Exercise aim: Carry over every entry exactly as written, though not the pictures it contains.
::::
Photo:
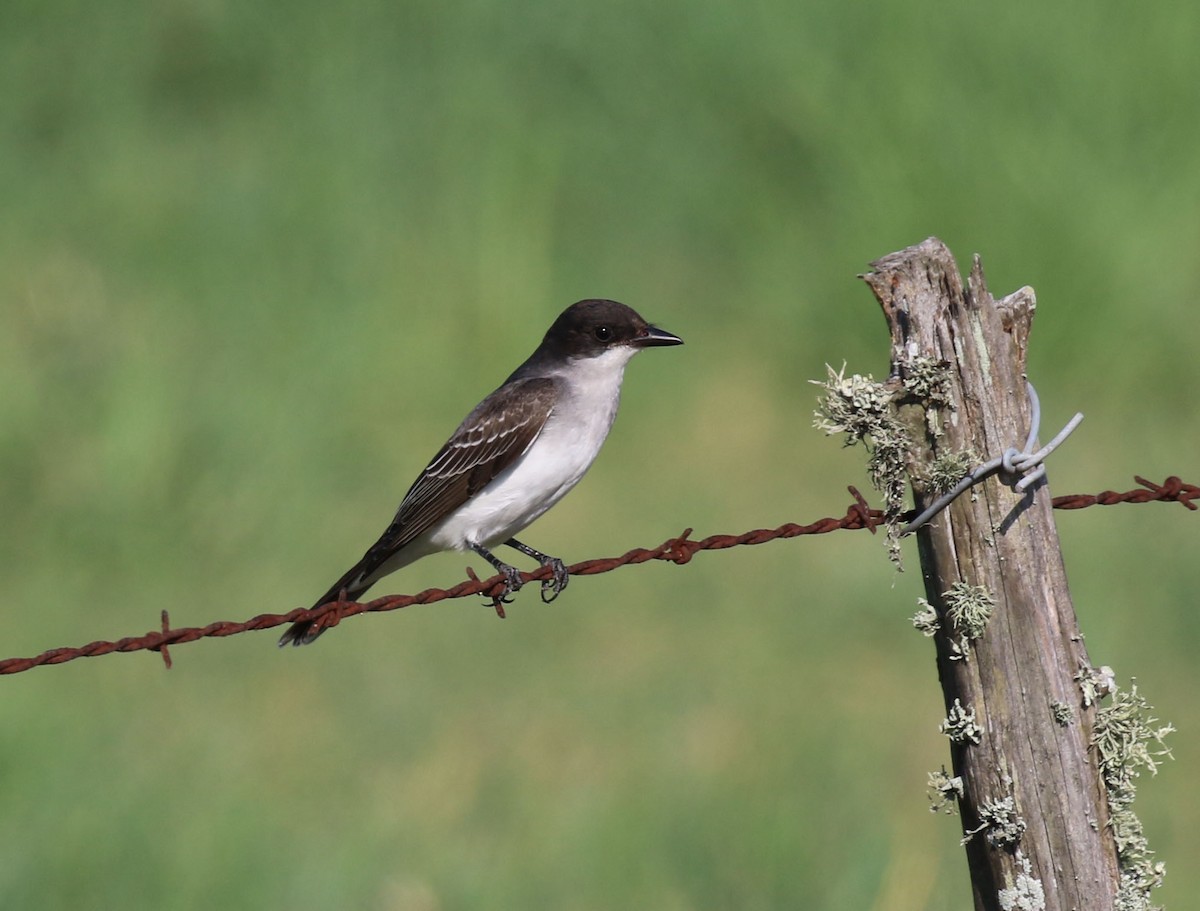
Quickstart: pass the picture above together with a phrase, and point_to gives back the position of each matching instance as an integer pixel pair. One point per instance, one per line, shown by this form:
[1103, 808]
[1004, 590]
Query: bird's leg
[513, 581]
[557, 582]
::::
Response:
Photo:
Quickstart: pass the picture above together with a phrase, and point_to gives back the position of each matching instance as an integer pixel pair. One point per instance, one per line, shown by this form:
[1103, 808]
[1004, 590]
Query: bird's leg
[513, 581]
[557, 582]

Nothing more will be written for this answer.